- _INSTRUCTIONS TO FOLLOW_:
Only one stretch of the listing below is wanted. Begin at the line that has "Tag one point on every instance of the spiny", stop after the line that has "Tag one point on every instance of the purple", and repeat every line in between exactly.

- _THE DATA_:
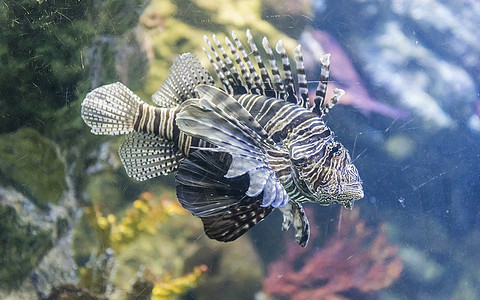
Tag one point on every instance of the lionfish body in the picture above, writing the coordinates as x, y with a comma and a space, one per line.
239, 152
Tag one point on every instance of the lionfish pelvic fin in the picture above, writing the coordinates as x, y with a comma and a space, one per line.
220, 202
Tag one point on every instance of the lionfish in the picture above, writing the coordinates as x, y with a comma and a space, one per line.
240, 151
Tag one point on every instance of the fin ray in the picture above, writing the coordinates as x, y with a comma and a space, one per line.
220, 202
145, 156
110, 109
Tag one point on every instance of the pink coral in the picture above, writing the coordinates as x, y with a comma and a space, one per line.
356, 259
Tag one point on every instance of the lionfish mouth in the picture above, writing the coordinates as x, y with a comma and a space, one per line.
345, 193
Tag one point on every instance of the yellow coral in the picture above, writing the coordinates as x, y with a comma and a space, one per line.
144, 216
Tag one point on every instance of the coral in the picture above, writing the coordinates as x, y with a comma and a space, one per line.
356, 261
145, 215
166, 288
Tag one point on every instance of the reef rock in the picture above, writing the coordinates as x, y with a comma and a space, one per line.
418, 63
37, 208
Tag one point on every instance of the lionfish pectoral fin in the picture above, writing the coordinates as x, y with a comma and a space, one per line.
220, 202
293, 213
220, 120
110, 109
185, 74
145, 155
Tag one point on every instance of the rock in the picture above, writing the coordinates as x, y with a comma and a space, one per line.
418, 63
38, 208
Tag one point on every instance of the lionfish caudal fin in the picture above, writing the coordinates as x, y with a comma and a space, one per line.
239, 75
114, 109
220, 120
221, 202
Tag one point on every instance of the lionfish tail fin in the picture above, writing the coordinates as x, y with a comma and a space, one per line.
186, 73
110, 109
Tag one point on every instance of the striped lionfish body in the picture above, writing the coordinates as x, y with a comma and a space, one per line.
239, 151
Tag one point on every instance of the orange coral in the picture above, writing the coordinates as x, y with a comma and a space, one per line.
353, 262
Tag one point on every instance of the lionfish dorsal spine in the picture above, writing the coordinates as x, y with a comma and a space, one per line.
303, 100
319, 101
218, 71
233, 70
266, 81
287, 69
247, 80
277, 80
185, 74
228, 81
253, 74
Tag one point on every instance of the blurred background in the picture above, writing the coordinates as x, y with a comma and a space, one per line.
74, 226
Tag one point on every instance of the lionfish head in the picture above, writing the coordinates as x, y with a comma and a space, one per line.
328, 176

--

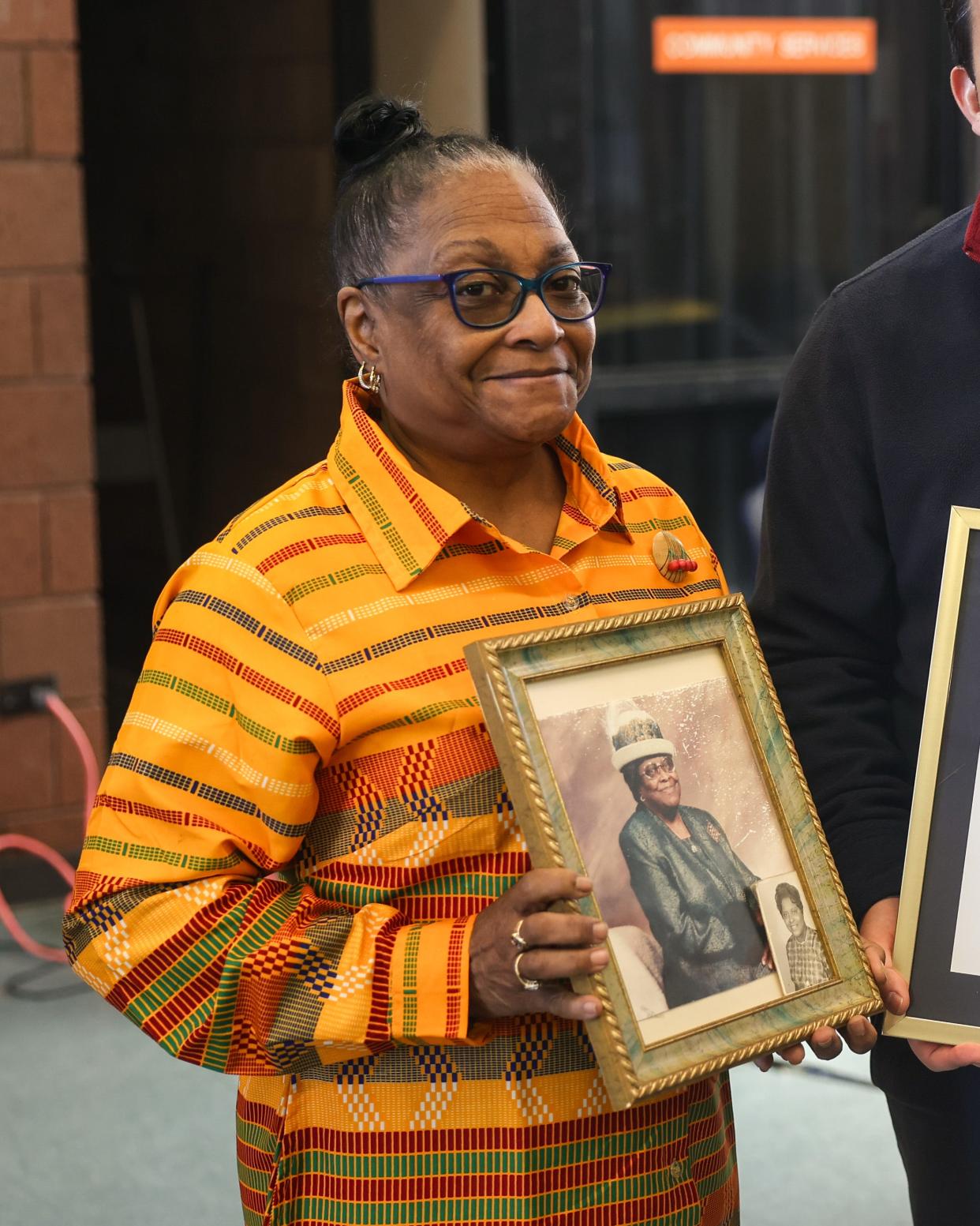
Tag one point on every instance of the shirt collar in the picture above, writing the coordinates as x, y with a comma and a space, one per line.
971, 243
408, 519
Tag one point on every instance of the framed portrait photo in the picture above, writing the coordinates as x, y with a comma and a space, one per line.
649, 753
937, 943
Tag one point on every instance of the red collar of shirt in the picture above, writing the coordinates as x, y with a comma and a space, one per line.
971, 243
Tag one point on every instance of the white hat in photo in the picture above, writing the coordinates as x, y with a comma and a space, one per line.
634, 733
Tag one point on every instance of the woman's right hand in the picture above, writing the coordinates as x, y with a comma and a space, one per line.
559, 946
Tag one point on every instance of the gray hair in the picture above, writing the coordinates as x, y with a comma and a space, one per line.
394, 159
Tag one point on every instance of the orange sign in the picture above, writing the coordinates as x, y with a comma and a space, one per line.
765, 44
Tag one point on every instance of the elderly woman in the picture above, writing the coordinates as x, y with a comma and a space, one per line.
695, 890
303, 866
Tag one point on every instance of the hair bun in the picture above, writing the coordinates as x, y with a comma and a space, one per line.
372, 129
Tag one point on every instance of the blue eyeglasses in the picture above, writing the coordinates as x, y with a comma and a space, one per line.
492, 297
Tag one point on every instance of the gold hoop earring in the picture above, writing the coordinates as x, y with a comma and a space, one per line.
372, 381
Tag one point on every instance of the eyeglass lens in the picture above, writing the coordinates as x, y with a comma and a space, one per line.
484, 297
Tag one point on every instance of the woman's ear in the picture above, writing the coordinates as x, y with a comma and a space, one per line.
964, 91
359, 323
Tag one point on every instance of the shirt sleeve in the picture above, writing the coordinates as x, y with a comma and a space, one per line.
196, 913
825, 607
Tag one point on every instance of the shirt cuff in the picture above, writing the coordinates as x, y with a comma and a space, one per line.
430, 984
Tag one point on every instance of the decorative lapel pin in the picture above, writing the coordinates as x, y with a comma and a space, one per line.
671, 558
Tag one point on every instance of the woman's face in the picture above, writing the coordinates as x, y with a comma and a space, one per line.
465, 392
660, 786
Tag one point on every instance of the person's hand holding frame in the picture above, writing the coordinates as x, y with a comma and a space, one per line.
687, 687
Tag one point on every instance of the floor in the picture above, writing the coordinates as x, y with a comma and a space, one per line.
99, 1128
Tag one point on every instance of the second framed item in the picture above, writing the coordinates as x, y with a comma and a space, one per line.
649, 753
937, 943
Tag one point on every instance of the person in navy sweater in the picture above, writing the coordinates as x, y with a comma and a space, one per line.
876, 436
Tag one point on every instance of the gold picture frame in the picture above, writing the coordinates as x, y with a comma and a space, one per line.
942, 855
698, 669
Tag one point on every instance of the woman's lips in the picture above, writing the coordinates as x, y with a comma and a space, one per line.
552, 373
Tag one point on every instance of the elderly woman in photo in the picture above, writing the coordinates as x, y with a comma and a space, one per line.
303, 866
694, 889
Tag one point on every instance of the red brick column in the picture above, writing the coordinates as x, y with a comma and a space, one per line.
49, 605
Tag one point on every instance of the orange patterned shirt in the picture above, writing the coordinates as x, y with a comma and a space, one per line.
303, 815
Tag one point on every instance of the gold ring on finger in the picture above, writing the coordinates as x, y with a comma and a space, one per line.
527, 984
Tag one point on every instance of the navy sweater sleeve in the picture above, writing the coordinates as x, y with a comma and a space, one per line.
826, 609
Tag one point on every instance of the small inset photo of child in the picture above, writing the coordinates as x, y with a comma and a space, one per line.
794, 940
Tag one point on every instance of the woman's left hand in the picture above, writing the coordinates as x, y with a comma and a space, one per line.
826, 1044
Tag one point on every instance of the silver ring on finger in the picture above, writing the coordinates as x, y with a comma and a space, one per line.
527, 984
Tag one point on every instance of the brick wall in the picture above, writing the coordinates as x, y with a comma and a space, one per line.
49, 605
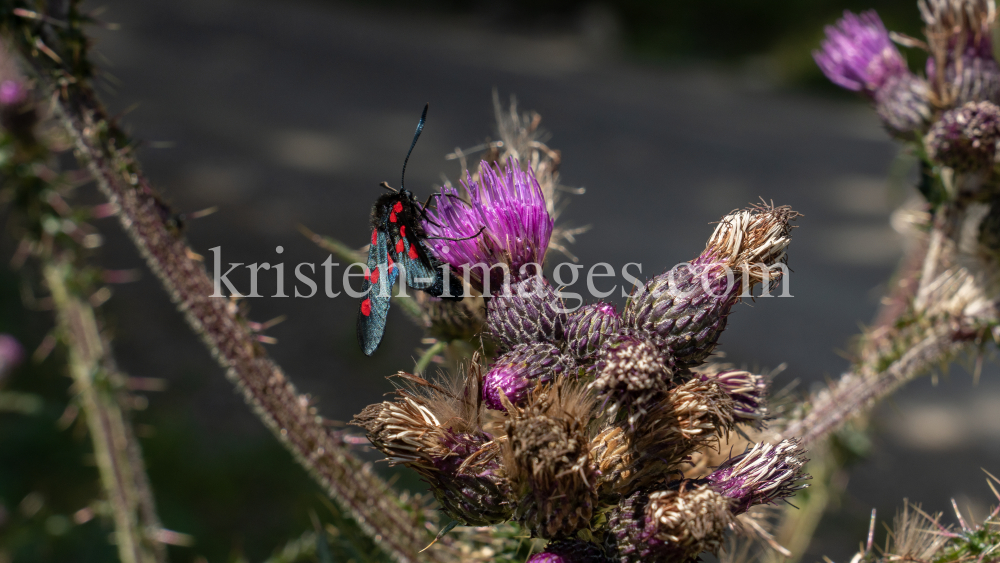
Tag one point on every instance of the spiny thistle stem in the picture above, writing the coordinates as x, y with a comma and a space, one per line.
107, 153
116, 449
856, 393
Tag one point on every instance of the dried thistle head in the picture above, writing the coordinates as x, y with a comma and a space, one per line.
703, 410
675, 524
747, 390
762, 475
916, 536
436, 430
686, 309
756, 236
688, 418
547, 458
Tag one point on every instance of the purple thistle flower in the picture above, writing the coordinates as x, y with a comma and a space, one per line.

- _ANSWER TO THIS EXERCISE_:
Tag one point on every instance of the spiny thistle stem in the picture above, writing the coordinates as x, y with a comma and a space, one per line.
107, 153
116, 449
856, 393
Tag one point on every instance of the dried thistle head in the picture above, writing the coordinates as x, y with a comma and a space, one per line.
703, 410
675, 524
747, 390
762, 475
916, 536
436, 430
686, 309
756, 236
688, 418
547, 458
Tag one point on every instance of the purple thistle flower in the picture above, writing the coordinates as x, y with a comma and a space, one per line.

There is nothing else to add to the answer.